TASK BRIEF -
Using the word "fence" as the filter, copy each matching line from the records.

[Records from a collection]
++++
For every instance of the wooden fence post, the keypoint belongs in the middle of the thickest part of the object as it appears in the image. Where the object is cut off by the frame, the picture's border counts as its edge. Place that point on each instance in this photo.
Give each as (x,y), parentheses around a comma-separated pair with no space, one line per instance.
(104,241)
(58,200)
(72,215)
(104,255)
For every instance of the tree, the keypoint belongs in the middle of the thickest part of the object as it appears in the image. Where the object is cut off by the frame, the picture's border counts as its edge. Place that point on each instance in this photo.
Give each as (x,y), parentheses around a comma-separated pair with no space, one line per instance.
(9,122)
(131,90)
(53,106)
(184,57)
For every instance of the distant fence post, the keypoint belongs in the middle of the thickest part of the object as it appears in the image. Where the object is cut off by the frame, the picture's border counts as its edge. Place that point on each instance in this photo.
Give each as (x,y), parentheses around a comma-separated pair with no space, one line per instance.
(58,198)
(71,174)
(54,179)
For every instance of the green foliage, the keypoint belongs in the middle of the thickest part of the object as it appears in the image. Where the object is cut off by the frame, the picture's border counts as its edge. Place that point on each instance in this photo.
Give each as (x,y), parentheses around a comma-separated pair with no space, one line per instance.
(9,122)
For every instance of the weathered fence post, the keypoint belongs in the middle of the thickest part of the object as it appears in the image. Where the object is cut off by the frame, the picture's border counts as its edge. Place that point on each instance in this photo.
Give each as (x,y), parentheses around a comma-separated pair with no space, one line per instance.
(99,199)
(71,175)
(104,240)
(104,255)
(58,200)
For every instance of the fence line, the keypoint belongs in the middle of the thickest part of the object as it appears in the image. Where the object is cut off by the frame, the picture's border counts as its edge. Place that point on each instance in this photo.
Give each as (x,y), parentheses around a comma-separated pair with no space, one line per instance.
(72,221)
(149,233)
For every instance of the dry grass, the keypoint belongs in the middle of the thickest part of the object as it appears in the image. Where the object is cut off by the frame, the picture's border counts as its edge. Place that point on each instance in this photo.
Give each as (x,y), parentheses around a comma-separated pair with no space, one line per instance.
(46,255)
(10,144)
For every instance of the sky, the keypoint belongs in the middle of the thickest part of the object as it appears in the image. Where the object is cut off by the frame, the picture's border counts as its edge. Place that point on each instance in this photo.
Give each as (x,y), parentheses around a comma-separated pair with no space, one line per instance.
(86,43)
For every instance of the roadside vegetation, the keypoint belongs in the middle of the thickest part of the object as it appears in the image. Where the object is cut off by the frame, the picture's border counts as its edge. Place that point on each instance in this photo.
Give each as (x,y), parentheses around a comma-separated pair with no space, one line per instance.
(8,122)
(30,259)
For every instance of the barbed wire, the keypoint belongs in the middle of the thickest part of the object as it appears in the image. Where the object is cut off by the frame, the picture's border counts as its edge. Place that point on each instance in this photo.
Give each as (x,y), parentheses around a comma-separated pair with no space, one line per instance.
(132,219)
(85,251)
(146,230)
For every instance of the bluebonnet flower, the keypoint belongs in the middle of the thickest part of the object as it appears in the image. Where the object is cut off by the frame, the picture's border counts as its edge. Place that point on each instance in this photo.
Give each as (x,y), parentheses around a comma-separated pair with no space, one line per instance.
++++
OUTPUT FOR THIS EXERCISE -
For every instance of the wooden fence post, the keypoint belongs in the middle of the thickest part of the object as it appears in the image. Where the object is cut off by the frame, the picture's border counts as its edge. Place that point on each instance in this photo.
For every instance of the distant fence post, the keypoint belongs in the middle of the thickest part of the object as it appears in the image. Where the object is cut off by the frame, the picture's border counts as its edge. Place that point on each instance in this photo.
For every instance of the weathered fence post, the keypoint belongs in the middle of the thickest part of the object as it appears in the image. Where the object is cut off by the frame, the picture's border counts as its edge. Place that point on each instance in this photo.
For every instance of the fence line, the keypoint belongs in the middle of the thickest part of the object as it appears in the image. Where the object is cut off by the frame, the picture's border counts as its edge. Place that point on each instance in this photo.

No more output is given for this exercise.